By the end of the day, the Times reported Daniels had received 538 e-mails. Only two of them negative.
Like the personal e-mails, postings on the latimes.com message board were largely positive. But there were some who took issue with both Penner's story and his decision to live as a woman.
"It's a pity you couldn't get the substantive therapy you needed," said one, according to the Times. "There's nothing 'natural' about what you describe, and the fact that your DNA doesn't change is proof."
Daniels' role as a transgender sports reporter could pose unique challenges. The world of sports and sports reporting is more associated with maleness and traditional masculinity than perhaps any endeavor, other than warfare. Though women have staked out turf on the playing field, sports are still mostly identified with masculinity.
Sexual Orientation in the Sports World
People in sports who have sexual orientations that are different from the majority have traditionally been inclined to keep their private lives, private. And like the military, athletes and those that cover them have tended to follow a "don't ask, don't tell" policy.
Going public about one's sexuality is never a completely smooth journey, suggests former NBA player John Amaechi.
In February, with the publication of his book "Man in the Middle" (ESPN Books), Amaechi became the the first professional basketball player to openly admit his homosexuality.
"This man is truly brave," Amaechi said of Penner. "Your average jock will initially have a hard time viewing him as a woman."

WHAT TO PRODUCE: Write the next few paragraphs of the article about the transgender sports reporter, starting after Amaechi's quote about Penner.

ENTRIES SUPPLIED:
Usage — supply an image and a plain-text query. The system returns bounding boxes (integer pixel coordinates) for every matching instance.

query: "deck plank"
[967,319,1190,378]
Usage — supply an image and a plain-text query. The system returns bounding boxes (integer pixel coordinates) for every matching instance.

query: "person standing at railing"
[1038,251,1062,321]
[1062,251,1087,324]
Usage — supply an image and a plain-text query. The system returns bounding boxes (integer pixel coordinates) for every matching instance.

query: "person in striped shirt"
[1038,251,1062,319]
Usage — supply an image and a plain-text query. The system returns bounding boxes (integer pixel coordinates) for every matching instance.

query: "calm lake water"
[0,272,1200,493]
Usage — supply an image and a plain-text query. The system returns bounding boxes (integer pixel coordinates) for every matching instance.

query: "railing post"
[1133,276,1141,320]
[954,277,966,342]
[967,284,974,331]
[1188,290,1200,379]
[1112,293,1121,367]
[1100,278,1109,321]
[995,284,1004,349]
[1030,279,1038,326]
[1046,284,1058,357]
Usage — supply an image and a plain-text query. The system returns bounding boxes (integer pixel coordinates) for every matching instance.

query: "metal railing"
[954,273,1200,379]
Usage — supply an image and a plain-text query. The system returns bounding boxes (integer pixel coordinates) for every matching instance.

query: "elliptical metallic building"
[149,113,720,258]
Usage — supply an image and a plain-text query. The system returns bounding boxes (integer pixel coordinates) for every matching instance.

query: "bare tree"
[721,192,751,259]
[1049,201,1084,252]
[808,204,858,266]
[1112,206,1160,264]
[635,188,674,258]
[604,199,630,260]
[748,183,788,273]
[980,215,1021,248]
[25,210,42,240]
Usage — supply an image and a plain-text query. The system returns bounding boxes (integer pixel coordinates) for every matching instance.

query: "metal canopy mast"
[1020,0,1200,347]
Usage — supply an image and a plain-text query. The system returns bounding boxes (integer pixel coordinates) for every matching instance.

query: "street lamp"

TASK ANSWER:
"People don't understand homosexuality or bisexuality, and transsexualism is a taboo in some respects, even within the gay community," suggested Amaechi, who is now a psychologist.
Still, the former Penn State hoops star predicts the response of athletes is likely to be no different than the general population from which they come.
"You will have some who are miserably against it. You will have the people who are very supportive and some who are part ambivalent and part confused," said Amaechi.
"I think it is going to take some real adjustment on the part of other sportswriters in the Los Angeles Times newsroom, other people in the sports media here in Los Angeles, athletes that she comes in contact with," said Steve Mason, sports talk show host for 710-AM radio (ESPN) in Los Angeles.
But Mason, who praised the "heartfelt" column, also said it's hard not to root for Christine Daniels.
"You feel for this person and what they have gone through," said Mason. "But I am one who believes people are far more enlightened, even in the world of sports, than people give all of us credit for, and I think she will be just fine."
Howard Bragman, head of the Los Angeles public relations firm Fifteen Minutes, applauded the forthright approach taken by Mike Penner.
"This is a courageous act. He's putting a face to something that is not really talked about, " said Bragman, whose firm represents several high-profile gay athletes, including Amaechi, former WNBA all-star Sheryl Swoops and golfer Rosie Jones.
"By writing the column and controlling the first information that is out there, you really get to set the agenda for how to discuss it," Bragman said.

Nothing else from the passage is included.